Stated exercise: Word for word, repeat the lines of the records from the one containing "target | blue painted pipe" through the last line, both included.

— Start Given information —

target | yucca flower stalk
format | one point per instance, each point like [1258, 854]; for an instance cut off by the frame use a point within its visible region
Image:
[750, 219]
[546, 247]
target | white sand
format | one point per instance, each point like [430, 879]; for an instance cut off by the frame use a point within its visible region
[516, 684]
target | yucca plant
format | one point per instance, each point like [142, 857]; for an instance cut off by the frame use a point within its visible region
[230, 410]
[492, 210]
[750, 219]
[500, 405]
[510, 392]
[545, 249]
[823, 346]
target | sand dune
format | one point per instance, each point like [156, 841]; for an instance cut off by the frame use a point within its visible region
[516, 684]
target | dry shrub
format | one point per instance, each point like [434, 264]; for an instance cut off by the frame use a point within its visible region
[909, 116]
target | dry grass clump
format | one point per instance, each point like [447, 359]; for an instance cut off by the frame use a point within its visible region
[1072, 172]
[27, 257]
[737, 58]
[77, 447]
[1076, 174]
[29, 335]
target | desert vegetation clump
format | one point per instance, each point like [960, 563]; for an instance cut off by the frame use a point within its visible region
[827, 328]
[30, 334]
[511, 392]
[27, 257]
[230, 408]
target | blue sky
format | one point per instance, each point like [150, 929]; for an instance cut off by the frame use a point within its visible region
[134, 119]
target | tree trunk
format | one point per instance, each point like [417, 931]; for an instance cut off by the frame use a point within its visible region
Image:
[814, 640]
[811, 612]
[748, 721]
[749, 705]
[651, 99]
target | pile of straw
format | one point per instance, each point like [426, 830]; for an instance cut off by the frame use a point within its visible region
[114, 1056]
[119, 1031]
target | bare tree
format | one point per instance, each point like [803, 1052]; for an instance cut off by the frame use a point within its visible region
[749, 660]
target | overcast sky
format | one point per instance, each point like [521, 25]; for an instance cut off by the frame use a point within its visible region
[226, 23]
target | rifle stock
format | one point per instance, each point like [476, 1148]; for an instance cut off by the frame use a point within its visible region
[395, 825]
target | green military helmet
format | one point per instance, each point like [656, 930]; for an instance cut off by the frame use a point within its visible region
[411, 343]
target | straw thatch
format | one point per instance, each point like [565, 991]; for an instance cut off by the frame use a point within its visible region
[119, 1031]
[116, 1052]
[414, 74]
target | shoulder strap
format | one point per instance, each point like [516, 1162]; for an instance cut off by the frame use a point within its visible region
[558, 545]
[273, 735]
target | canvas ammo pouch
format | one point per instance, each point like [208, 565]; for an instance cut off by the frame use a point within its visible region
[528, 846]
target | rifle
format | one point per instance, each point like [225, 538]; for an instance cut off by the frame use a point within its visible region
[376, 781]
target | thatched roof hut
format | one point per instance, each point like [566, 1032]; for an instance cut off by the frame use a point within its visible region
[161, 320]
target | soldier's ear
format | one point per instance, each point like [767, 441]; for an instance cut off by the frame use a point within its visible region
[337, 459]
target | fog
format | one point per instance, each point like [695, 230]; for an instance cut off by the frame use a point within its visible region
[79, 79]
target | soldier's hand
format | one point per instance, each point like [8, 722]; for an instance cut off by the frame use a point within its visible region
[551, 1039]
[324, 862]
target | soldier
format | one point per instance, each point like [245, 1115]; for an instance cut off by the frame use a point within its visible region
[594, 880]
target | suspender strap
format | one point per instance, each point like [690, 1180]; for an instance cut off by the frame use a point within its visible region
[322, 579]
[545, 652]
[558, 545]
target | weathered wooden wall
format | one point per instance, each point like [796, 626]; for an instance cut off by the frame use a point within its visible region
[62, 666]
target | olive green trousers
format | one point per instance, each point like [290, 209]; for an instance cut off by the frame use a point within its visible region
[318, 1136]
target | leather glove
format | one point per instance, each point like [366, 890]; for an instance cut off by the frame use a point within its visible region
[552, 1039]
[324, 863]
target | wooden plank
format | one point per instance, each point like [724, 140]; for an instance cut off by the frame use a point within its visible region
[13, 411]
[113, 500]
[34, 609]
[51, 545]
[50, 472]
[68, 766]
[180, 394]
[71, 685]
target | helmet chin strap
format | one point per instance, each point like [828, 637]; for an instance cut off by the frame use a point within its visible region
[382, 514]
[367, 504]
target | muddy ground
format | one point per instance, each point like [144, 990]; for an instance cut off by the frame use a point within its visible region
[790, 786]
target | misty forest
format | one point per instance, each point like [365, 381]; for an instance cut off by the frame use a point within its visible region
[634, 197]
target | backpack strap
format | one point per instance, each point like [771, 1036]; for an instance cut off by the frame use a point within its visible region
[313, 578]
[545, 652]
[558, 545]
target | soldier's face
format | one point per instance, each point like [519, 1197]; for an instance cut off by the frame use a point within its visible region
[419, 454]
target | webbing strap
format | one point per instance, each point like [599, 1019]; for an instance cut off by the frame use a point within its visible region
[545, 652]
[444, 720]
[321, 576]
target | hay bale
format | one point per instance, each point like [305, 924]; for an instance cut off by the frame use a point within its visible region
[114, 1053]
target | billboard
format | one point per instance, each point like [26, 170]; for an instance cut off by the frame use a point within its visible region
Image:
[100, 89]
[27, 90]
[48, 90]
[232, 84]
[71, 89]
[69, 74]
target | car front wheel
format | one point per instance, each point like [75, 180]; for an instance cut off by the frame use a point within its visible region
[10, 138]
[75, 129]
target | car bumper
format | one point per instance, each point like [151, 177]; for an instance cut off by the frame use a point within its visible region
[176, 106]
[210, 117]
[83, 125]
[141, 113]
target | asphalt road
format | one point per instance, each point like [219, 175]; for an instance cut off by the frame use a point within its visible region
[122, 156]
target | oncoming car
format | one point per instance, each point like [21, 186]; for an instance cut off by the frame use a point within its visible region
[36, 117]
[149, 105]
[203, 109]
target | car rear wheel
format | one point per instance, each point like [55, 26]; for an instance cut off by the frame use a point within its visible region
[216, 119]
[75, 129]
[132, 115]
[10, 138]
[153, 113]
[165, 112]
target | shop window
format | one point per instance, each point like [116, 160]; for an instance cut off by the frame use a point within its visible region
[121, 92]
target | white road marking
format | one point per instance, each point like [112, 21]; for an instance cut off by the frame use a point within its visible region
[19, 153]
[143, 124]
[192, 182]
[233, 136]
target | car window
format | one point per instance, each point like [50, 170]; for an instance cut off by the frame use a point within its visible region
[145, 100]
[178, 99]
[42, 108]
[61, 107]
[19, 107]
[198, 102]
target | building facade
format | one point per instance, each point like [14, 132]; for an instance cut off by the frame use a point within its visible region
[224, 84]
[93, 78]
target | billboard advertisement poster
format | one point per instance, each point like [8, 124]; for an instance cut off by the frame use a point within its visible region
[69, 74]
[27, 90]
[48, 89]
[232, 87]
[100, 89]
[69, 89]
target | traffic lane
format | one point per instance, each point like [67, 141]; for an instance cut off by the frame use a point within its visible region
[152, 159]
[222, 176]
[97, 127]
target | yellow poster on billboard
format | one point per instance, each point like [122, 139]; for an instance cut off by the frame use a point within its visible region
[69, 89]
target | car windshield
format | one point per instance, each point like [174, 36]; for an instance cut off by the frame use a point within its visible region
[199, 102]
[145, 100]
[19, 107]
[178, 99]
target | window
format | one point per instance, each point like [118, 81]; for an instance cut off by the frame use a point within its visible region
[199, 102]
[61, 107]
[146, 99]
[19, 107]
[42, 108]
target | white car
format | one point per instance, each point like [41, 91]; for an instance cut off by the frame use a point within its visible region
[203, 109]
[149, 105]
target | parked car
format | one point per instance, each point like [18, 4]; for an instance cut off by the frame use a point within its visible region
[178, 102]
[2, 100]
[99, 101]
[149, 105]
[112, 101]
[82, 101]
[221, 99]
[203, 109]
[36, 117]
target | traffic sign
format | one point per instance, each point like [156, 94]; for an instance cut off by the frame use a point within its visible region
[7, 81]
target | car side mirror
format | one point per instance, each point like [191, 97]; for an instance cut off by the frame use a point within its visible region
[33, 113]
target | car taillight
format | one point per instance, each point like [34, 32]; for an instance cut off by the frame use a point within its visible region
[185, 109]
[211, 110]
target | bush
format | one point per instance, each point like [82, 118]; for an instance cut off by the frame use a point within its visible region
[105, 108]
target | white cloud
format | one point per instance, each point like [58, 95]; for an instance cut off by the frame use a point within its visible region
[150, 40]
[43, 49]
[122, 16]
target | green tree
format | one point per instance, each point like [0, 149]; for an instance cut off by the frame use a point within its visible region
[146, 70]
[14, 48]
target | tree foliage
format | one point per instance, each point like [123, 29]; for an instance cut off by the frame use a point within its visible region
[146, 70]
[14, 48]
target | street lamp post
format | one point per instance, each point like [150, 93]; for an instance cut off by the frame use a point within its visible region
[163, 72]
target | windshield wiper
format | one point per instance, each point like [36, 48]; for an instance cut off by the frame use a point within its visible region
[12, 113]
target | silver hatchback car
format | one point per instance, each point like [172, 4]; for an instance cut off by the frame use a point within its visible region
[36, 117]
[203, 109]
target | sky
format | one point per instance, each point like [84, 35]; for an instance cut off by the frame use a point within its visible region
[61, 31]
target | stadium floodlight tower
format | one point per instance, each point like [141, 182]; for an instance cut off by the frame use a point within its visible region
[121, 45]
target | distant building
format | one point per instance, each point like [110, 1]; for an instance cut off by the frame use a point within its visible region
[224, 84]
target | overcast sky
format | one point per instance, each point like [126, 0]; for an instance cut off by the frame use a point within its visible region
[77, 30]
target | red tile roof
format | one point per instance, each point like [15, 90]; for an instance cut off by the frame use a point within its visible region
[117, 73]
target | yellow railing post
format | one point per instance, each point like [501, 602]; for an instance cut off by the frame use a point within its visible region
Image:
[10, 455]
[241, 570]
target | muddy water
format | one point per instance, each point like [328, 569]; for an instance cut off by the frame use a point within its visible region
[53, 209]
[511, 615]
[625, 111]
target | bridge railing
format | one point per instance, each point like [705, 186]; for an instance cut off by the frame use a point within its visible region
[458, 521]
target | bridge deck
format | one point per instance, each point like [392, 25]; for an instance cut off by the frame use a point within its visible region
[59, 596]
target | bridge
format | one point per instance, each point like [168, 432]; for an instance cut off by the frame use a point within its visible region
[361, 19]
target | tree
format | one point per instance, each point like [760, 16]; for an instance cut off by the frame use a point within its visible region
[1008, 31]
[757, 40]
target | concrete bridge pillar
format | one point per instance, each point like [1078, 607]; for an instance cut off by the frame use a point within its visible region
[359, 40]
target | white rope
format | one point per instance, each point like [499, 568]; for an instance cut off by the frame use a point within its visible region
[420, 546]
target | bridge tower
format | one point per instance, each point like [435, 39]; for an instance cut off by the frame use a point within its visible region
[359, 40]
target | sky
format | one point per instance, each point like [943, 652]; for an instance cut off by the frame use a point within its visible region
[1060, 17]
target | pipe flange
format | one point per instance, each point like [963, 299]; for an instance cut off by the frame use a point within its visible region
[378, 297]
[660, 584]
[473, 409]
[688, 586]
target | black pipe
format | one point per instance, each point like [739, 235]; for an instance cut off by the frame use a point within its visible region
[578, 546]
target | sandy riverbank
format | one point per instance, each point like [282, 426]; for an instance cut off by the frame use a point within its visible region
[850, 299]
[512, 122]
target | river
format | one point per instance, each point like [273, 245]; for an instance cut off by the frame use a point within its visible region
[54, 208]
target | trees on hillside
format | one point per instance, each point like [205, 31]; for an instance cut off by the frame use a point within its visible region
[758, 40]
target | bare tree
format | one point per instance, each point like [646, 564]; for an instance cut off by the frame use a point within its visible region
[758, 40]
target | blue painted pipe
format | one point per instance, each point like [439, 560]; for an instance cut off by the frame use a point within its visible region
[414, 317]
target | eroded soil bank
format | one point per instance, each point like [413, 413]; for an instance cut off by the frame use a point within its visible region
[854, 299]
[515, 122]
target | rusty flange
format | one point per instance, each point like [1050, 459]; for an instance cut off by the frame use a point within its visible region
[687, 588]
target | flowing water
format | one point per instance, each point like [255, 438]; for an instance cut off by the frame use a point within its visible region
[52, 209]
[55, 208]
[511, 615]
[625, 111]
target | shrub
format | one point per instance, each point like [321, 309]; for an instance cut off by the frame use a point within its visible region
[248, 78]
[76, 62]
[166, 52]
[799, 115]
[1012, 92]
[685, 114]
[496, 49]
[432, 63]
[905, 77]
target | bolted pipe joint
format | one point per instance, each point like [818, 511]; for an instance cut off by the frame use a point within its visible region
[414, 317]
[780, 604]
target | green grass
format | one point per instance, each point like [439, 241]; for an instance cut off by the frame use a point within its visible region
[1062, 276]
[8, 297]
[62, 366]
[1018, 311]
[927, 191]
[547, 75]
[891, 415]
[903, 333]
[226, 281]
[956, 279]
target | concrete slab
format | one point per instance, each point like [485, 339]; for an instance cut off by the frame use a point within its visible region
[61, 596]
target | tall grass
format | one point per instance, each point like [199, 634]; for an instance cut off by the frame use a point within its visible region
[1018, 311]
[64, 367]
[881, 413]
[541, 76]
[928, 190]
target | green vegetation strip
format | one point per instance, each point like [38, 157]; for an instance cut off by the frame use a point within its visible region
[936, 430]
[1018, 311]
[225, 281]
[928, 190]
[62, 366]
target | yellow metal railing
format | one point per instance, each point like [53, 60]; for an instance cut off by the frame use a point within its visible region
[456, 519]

— End Given information —

Problem solution:
target | blue painted pipe
format | one point per instance, each point like [439, 560]; for an instance cut off by the frame use a point within its visible region
[414, 317]
target | eroded soil bank
format | one point per instance, each point like [413, 413]; for an instance cut off by the frame use a point within its visible region
[854, 299]
[515, 122]
target | rusty flange
format | one point per instance, each point like [1050, 459]; for an instance cut off by the frame use a point within its visible region
[687, 588]
target | flowing water
format | one point per instance, each point like [255, 438]; for an instance cut off by the frame use a point within its visible region
[52, 209]
[55, 208]
[511, 615]
[625, 111]
target | shrub
format | one point per instance, each point like [321, 309]; for an instance cut off by the frame use a point within its visible region
[248, 78]
[76, 62]
[166, 52]
[799, 115]
[1012, 92]
[685, 114]
[496, 49]
[432, 63]
[905, 77]
target | bolted pipe joint
format | one point per instance, each point like [818, 511]; for an instance cut off by the frame use a point within its visible region
[414, 317]
[780, 604]
target | green grass
format | one point per instance, each point like [439, 241]; for an instance cut off by the frame use a point within its visible region
[1062, 276]
[8, 297]
[62, 366]
[1018, 311]
[927, 191]
[547, 75]
[891, 415]
[903, 333]
[226, 281]
[956, 279]
target | concrete slab
format | one point per instance, each point like [485, 339]; for an instance cut off by the frame use a point within its visible region
[61, 596]
target | tall grass
format | one point per instance, each point like [199, 634]; for an instance cut off by the frame use a point within its visible region
[1018, 311]
[64, 367]
[881, 413]
[541, 76]
[928, 190]
target | green vegetation strip
format | one point per instance, each point like [38, 157]; for an instance cut off by the frame use a point within its visible region
[936, 430]
[1018, 311]
[225, 281]
[928, 190]
[62, 366]
target | yellow metal railing
format | one point per instance, each point like [53, 60]; for an instance cut off by the frame use a point within its visible region
[456, 519]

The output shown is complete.